> [Soal 1]
Tentukan apakah setiap pernyataan berikut sesuai dengan esai tentang budaya penampakan di bawah. Jawab ya atau tidak, lalu kutip kata-kata esai yang menentukan jawaban itu.
(a) Esai itu menyebut renungan Bre Redana berjudul “Pemikiran Pamit Mati”.
(b) Menurut esai itu, buku semisal Kritik Nalar Arab lebih digemari daripada buku semacam Tips-Tips Masuk Syurga.
(c) Esai itu menyatakan bahwa dalam kehidupan agama, yang batin menjadi raja.
> [Soal 2]
Salin tanpa perubahan penggalan esai tentang budaya penampakan, mulai dari kata "Puncak era pemuja" hingga kata "semisteri alam gaib.".

> [Bagian Teks]

>>>

Renungan Bre Redana berjudul “Pemikiran Pamit Mati” (http://nasional.kompas.com/read/2011/10/23/03352743/Pemikiran.Pamit.Mati) sudah seharusnya membuat kita miris. Bagaimana tidak, refleksi itu seperti menelanjangi sikap kita terhadap kebudayaan yang, sadar atau tidak, sedang kita bangun di atas ruang kosong, tanpa makna, tanpa filosofi. Apa sebab apa akibat sulit didemarkasi. Kita yang pada dasarnya malas berfikir atau segala sesuatu yang praktis begitu telanjang dan setiap hari mempengaruhi kita, sulit diurai. Yang jelas, abad kini telah menjadi semacam perayaan hidup yang riuh, melulu berisik—baik dengan tawa atau jerit, asal bisa “langsung telan”. Dunia “kiat-kiat”. Dari tontonan hingga bacaan. Dari yang sakral hingga yang profan.
Apa keadaan ini fase
yang mau tak mau harus dilalui, dengan kata lain kemestian sejarah? Bila
perjalanan sejarah diandaikan sebagai perjalanan menuju kesempurnaan,
kesempurnaan jenis apa yang hendak dicapai?
Barangkali kesempurnaan
Kuntilanak dan Cinta Persegi Lima dan iklan dan semua yang berbau permukaan (?).
Puncak era pemuja kulit dan gila mistik. Bahkan teknologi adalah mistik itu
sendiri. Yang penting beli, pakai, gengsi, hepi. Soal sms itu—misalnya—dikirim
oleh setan atau jin atau melalui rute panjang dari Base
Transceiver Station hingga short
message service center, peduli amat. Bagi kita, teknologi yang paling akrab
dengan keseharian saja ternyata masih misteri, semisteri alam gaib.
Dalam kehidupan agama, kehidupan yang
nyata-nyata tidak sekedar lahiriah tapi juga batiniah, pun mengalami
kejomplangan serupa. Yang “tampak” menjadi raja, yang batin menjadi paria.
Darah yang lain ditumpahkan semata-mata karena yang tampak dalam al-Quran
memang demikian; bunuhlah mereka (orang-orang kafir itu) di mana pun kalian
temukan! Patung wayang dihancurkan karena kisah yang ditampakkan al-Qur’an
demikian: Maka Ibrahim menjadikan berhala
berhala itu hancur berpotong-potong, kecuali yang terbesar (induk) dari patung-patung
yang lain, agar mereka kembali (untuk bertanya) kepadanya (QS. Al-Anbiya
[21]: 58). Dalam kecendrungan beragama lainnya, kita melihat bagaimana buku
semacam Tips-Tips Masuk Syurga lebih
digemari dari pada buku-buku semisal Kritik
Nalar Arab, Dekonstruksi Syari’ah, dan masih banyak lagi. Kita seperti
telah kompak untuk bersyahadat; yang praktis itulah yang benar. Dan semua ini
terjadi di segala bidang; politik, ekonomi, budaya, pendidikan. Semuanya
memiliki standar serupa; penampakan. Singkat kata, kehidupan kini adalah
tentang produksi, disribusi, dan konsumsi penampakan.

<<<

> [Data]
>>>

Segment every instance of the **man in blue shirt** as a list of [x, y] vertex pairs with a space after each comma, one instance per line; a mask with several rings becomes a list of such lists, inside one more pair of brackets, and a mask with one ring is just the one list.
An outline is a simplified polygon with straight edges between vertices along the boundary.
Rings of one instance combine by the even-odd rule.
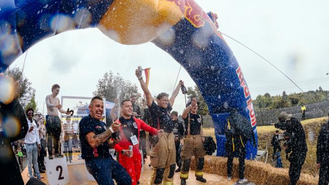
[[[116, 121], [106, 129], [105, 123], [100, 121], [104, 110], [100, 97], [91, 99], [89, 109], [89, 115], [82, 118], [79, 123], [81, 157], [87, 169], [98, 184], [114, 185], [114, 178], [118, 185], [130, 185], [130, 176], [109, 151], [110, 145], [114, 144], [110, 138], [115, 132], [120, 131], [121, 124]], [[117, 138], [114, 141], [119, 141]]]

<<<

> [Jawaban Tertulis 1]
(a) Ya. “Renungan Bre Redana berjudul “Pemikiran Pamit Mati””
(b) Tidak. “buku semacam Tips-Tips Masuk Syurga lebih digemari dari pada buku-buku semisal Kritik Nalar Arab”
(c) Tidak. “Yang “tampak” menjadi raja, yang batin menjadi paria.”

> [Jawaban Tertulis 2]
Puncak era pemuja kulit dan gila mistik. Bahkan teknologi adalah mistik itu
sendiri. Yang penting beli, pakai, gengsi, hepi. Soal sms itu—misalnya—dikirim
oleh setan atau jin atau melalui rute panjang dari Base
Transceiver Station hingga short
message service center, peduli amat. Bagi kita, teknologi yang paling akrab
dengan keseharian saja ternyata masih misteri, semisteri alam gaib.